Camberwell Football Club was an Australian rules football club which formed around the mid-1880s, with a published match in 1886 and competed in the Victorian Football Association (VFA) between 1926 and 1990. Nicknamed the Cobras, Camberwell wore blue, white and red club colours. They were based in the Melbourne suburb of Camberwell.

History
Camberwell FC competed in the Victorian Junior Football Association in 1888, finishing sixth on the ladder, 8th in 1890 and 8th in 1891. At the 1895 VJFA – AGM, the competition was reduced from 20 teams to 12 teams and Camberwell was one of the clubs that was not admitted and it appears that Camberwell FC went into recess for a number of years, before joining the Eastern Suburbs Football Association in 1899.  In 1912, Camberwell went into recess with their players being distributed to the Burwood and Kew Football Clubs.  In 1913 Camberwell were admitted into the Victorian Junior Football Association, rated by many as the third highest grade of football in Victoria at that time

It seems a Camberwell Football Club was playing at Camberwell Junction (the corner of Burke and Riversdale Roads) as early as 1886. The space that became the home of the Camberwell Football Club for eighty years (eventually known as 'Camberwell Sports Ground') was originally a vegetable garden ('Brooks Paddock') and part of Camberwell Racecourse. The preparation of a new sports ground (originally dubbed 'Bowen Park') on this site was finished in 1909 and Camberwell Football Club first played at the new ground the following year (1910). A grandstand for visitors' rooms (the 'Tramways Grandstand') was built in 1920. A much larger spectators' grandstand and pavilion was built in 1935 – and ready for the 1936 football season.

COLLECTED DATA -
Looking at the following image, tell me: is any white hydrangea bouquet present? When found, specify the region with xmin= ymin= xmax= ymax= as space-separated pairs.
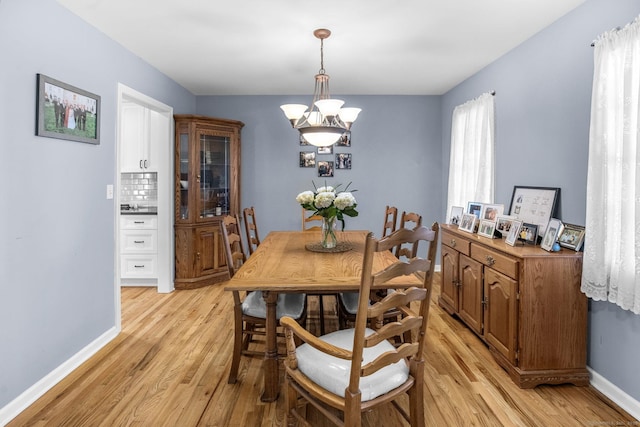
xmin=296 ymin=181 xmax=358 ymax=248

TASK REQUIREMENTS -
(1) Quote the Camberwell Football Club passage from "Camberwell Football Club was an" to "suburb of Camberwell.".
(2) Summarize the Camberwell Football Club passage in two sentences.

REPLIES -
(1)
Camberwell Football Club was an Australian rules football club which formed around the mid-1880s, with a published match in 1886 and competed in the Victorian Football Association (VFA) between 1926 and 1990. Nicknamed the Cobras, Camberwell wore blue, white and red club colours. They were based in the Melbourne suburb of Camberwell.

(2) Camberwell Football Club, nicknamed the Cobras, was an Australian rules football club based in the Melbourne suburb of Camberwell that competed in the Victorian Football Association between 1926 and 1990. Its home ground, eventually known as Camberwell Sports Ground, was prepared on a site that had been a vegetable garden and part of Camberwell Racecourse, and the club first played there in 1910.